## 課題と演習:
[1] 本文で、公開年が括弧の中に書かれている映画の題名をすべて挙げてください。
[2] 本文によれば、筆者が事前ワークショップに参加したのはなぜですか。1〜3文で説明してください。
[3] 本文のうち、「みなさん、京都お好きですか? 芸能、お好きですか?」から「映画24区)などがあります。」までの部分を一字も変えずに書き写してください。

## 本文:

2025.10.02
イラスト:中川学

ようこそ、おおきに。映画ライター椿屋です。

みなさん、京都お好きですか? 芸能、お好きですか?

 

今回は、11月に開校を予定し、現在第1期生募集中の「アジアシネマアカデミー京都」についてご案内いたしましょう。

未来の日本映画界を背負って立つ若き人材を育成・輩出する本格的な映画人養成スクールが京都に誕生すると聞きつけ、総合プロデューサー・三谷一夫氏が登壇する事前ワークショップに参加してきたのでございます。

 

京都から世界へ!アジア視点の映画人を育てる

総合プロデューサーを務める三谷氏は、これまで長らく、主に東京で映画に関わる企画やクリエイター育成に携わってきた映画人のおひとりです。金融業界から映画の世界へ転身後、京都が舞台となった映画『パッチギ!』(2005年/シネカノン)や、いま大ブームの『国宝』を生んだ李相日監督が手掛けた『フラガール』(2006年/シネカノン)など多くの名作を生んだ映画会社に身を置き、2019年に映画会社「映画24区(キネマ旬報企画)」を立ち上げた御仁。近年の企画・プロデュース作品は、『フィリピンパブ嬢の社会学』(2024年/KYO+)『道草キッチン』(2025年/KYO+)『ハローマイフレンド』(2025年/映画24区)などがあります。

## データセット:
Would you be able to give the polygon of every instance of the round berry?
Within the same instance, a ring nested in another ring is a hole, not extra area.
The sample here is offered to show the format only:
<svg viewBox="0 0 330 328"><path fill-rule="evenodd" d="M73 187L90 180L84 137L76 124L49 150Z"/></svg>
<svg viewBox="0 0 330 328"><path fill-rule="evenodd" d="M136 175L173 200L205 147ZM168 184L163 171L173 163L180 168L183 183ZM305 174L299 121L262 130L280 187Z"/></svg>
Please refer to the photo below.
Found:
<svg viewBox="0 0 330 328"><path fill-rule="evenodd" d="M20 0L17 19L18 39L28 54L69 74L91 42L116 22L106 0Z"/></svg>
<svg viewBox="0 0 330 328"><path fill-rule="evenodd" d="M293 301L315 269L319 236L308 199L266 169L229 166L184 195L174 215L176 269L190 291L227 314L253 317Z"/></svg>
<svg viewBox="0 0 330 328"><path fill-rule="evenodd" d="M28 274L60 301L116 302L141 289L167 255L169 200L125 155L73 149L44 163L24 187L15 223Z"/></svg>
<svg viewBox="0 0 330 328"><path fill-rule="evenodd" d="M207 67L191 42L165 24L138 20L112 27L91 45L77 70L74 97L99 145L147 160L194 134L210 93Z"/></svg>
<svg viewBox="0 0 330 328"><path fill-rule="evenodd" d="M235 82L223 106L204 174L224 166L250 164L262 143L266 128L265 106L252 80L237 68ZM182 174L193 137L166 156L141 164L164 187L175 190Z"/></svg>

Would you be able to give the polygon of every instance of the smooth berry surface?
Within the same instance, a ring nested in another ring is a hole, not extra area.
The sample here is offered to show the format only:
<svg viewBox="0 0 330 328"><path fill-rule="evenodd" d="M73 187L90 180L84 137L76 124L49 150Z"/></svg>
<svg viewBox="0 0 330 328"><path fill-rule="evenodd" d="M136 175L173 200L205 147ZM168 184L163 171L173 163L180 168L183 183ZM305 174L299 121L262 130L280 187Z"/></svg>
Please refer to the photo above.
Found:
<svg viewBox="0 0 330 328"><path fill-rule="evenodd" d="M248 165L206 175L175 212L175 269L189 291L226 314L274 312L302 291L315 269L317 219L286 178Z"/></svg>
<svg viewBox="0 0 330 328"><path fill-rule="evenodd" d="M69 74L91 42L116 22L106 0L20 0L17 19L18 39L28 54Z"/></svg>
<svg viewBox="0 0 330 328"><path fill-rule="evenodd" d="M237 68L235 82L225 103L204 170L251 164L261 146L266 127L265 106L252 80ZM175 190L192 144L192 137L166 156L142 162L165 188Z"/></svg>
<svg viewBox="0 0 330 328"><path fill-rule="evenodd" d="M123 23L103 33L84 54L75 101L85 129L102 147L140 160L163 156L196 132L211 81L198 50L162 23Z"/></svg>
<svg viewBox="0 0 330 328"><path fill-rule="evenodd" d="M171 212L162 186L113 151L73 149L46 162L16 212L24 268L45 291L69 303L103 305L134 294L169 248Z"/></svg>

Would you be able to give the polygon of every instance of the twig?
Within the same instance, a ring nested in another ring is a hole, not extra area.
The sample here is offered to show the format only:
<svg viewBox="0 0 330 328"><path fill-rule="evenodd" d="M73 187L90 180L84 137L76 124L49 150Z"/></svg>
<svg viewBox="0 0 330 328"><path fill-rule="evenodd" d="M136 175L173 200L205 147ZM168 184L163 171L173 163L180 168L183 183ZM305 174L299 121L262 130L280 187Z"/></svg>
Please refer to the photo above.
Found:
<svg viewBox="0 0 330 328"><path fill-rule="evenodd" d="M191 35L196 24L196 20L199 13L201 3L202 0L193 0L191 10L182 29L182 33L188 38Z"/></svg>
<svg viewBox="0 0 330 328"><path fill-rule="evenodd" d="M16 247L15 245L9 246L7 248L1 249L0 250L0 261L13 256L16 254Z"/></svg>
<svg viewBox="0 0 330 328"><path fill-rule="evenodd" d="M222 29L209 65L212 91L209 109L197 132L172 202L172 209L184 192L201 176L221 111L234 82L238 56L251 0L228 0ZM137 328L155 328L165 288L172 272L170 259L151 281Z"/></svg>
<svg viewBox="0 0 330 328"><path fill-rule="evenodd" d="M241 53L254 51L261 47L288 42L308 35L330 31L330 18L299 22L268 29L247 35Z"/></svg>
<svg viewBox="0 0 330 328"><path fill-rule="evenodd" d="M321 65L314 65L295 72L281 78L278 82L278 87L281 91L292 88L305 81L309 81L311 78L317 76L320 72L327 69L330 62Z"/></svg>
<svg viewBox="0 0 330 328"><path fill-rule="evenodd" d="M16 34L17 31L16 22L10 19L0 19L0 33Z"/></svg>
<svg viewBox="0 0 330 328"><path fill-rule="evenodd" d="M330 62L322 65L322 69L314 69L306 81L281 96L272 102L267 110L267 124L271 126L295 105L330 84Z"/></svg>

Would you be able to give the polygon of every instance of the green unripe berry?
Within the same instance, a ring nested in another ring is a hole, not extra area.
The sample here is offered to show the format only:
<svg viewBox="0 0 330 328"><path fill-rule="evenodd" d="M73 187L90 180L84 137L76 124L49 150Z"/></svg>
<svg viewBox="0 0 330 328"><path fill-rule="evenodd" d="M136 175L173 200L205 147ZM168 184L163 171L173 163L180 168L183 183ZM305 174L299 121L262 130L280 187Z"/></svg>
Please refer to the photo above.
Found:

## 解答:
[1] 『パッチギ!』、『フラガール』、『フィリピンパブ嬢の社会学』、『道草キッチン』、『ハローマイフレンド』

[2] 未来の日本映画界を背負って立つ若い人材を育成・輩出する本格的な映画人養成スクールが京都に誕生すると聞きつけたからです。そのワークショップには総合プロデューサーの三谷一夫氏が登壇しました。

[3]
みなさん、京都お好きですか? 芸能、お好きですか?

 

今回は、11月に開校を予定し、現在第1期生募集中の「アジアシネマアカデミー京都」についてご案内いたしましょう。

未来の日本映画界を背負って立つ若き人材を育成・輩出する本格的な映画人養成スクールが京都に誕生すると聞きつけ、総合プロデューサー・三谷一夫氏が登壇する事前ワークショップに参加してきたのでございます。

 

京都から世界へ!アジア視点の映画人を育てる

総合プロデューサーを務める三谷氏は、これまで長らく、主に東京で映画に関わる企画やクリエイター育成に携わってきた映画人のおひとりです。金融業界から映画の世界へ転身後、京都が舞台となった映画『パッチギ!』(2005年/シネカノン)や、いま大ブームの『国宝』を生んだ李相日監督が手掛けた『フラガール』(2006年/シネカノン)など多くの名作を生んだ映画会社に身を置き、2019年に映画会社「映画24区(キネマ旬報企画)」を立ち上げた御仁。近年の企画・プロデュース作品は、『フィリピンパブ嬢の社会学』(2024年/KYO+)『道草キッチン』(2025年/KYO+)『ハローマイフレンド』(2025年/映画24区)などがあります。